START Records provided

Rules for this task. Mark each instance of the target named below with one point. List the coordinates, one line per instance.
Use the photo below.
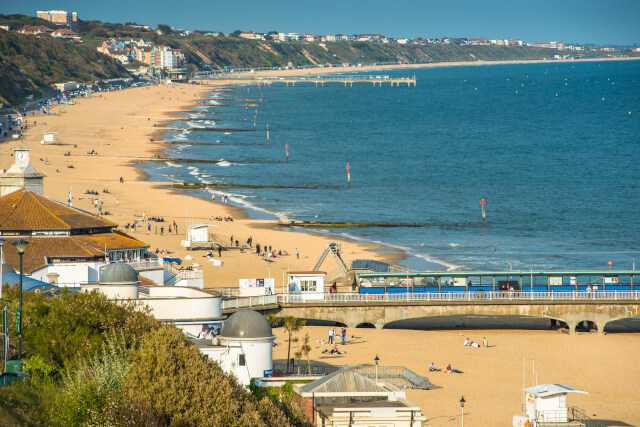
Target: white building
(21, 174)
(244, 348)
(306, 285)
(546, 403)
(64, 242)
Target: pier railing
(462, 296)
(249, 302)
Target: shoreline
(119, 126)
(247, 209)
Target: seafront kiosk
(306, 285)
(546, 404)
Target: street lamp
(531, 281)
(21, 246)
(1, 264)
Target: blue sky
(586, 21)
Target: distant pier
(375, 80)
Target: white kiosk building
(546, 403)
(306, 285)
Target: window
(308, 285)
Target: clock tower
(21, 174)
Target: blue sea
(553, 148)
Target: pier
(346, 80)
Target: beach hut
(547, 403)
(306, 285)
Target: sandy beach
(120, 126)
(603, 365)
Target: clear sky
(581, 21)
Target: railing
(248, 302)
(145, 264)
(397, 375)
(184, 275)
(320, 297)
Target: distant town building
(35, 30)
(60, 17)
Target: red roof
(25, 210)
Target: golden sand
(119, 126)
(603, 365)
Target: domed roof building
(118, 281)
(244, 348)
(246, 324)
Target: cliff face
(31, 64)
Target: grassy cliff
(31, 64)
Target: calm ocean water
(553, 148)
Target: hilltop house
(35, 30)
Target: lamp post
(1, 264)
(377, 359)
(21, 246)
(531, 281)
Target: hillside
(31, 64)
(228, 51)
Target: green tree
(292, 325)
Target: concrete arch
(381, 313)
(365, 325)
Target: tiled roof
(26, 210)
(83, 246)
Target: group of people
(469, 343)
(224, 197)
(333, 335)
(448, 369)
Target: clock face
(21, 156)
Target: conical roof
(26, 210)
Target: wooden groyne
(331, 224)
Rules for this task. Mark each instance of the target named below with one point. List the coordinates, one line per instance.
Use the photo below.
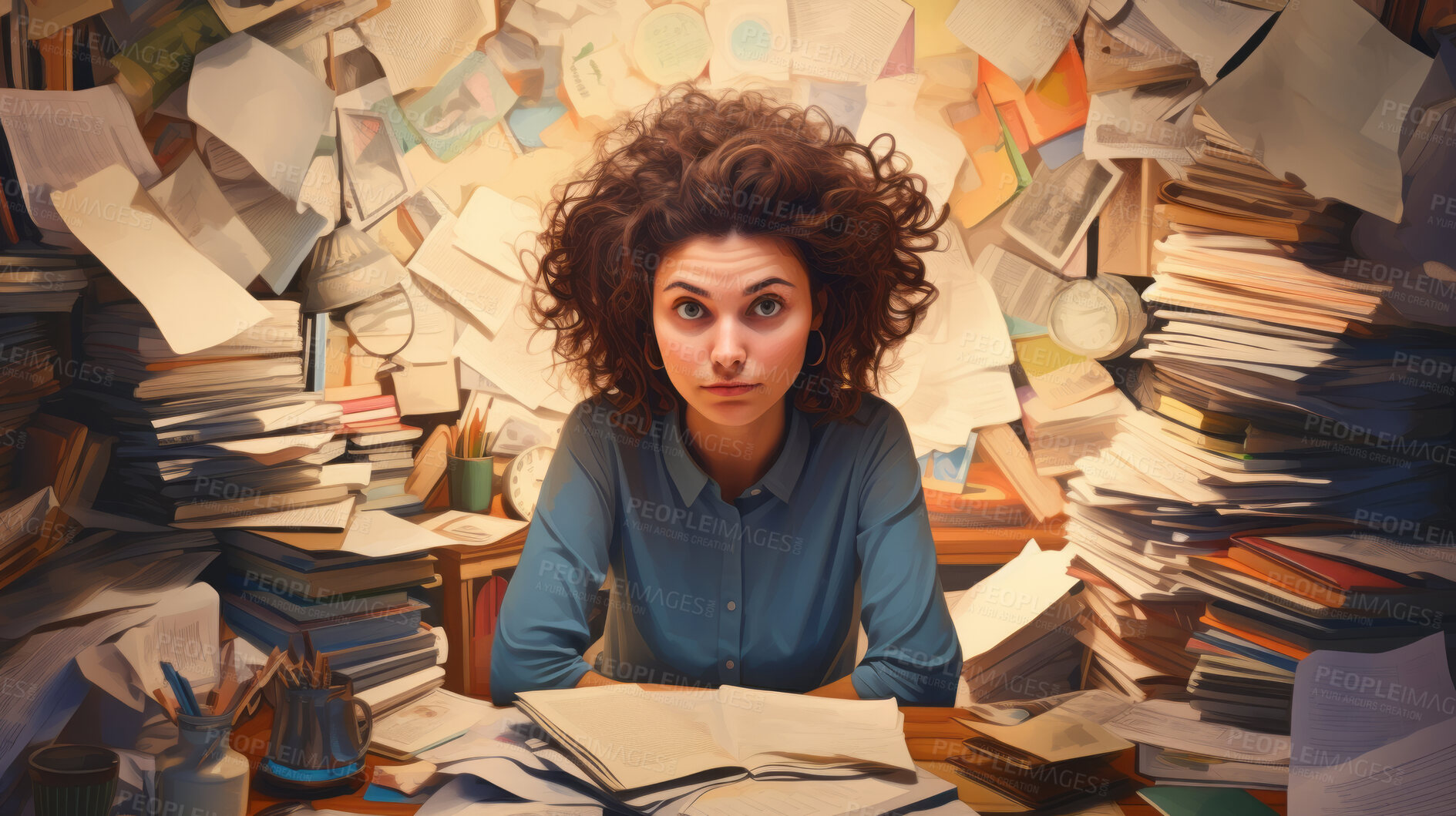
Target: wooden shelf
(960, 546)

END Records provided

All of the data is to be transcribed exactly, with images omitted.

> **Task answer**
Rules for this task. Mark each instance of the target named below with one point. List the coordinates, one line per instance.
Use the photo below.
Target: white building
(21, 174)
(244, 348)
(306, 285)
(546, 403)
(64, 242)
Target: pier railing
(462, 296)
(249, 302)
Target: shoreline
(119, 126)
(247, 209)
Target: seafront kiosk
(306, 285)
(546, 404)
Target: street lamp
(531, 281)
(21, 246)
(1, 264)
Target: blue sky
(586, 21)
Target: distant pier
(375, 80)
Target: white kiosk building
(546, 403)
(306, 285)
Target: window
(308, 285)
Target: clock tower
(21, 174)
Target: blue sea
(553, 148)
Target: pier
(346, 80)
Target: beach hut
(547, 403)
(306, 285)
Target: sandy beach
(120, 126)
(603, 365)
Target: clear sky
(581, 21)
Target: railing
(248, 302)
(145, 264)
(397, 375)
(184, 275)
(320, 297)
Target: distant town building
(35, 30)
(60, 17)
Target: red roof
(25, 210)
Target: golden sand
(119, 126)
(603, 365)
Target: domed roof building
(118, 281)
(244, 348)
(246, 324)
Target: cliff face
(31, 64)
Target: grassy cliff
(31, 64)
Target: calm ocean water
(553, 148)
Target: hilltop house
(35, 30)
Target: lamp post
(1, 264)
(377, 359)
(21, 246)
(531, 281)
Target: hillside
(31, 64)
(228, 51)
Target: green tree
(292, 325)
Target: concrete arch
(381, 313)
(365, 325)
Target: tiled roof
(26, 210)
(83, 246)
Target: group of people
(469, 343)
(224, 197)
(333, 335)
(448, 369)
Target: clock face
(21, 156)
Target: conical roof
(26, 210)
Target: wooden groyne
(331, 224)
Rules for this task. Mark each instance of the target named below with one point. List the coordinates, one line per instance.
Use the photo below.
Target: wooden shelf
(960, 546)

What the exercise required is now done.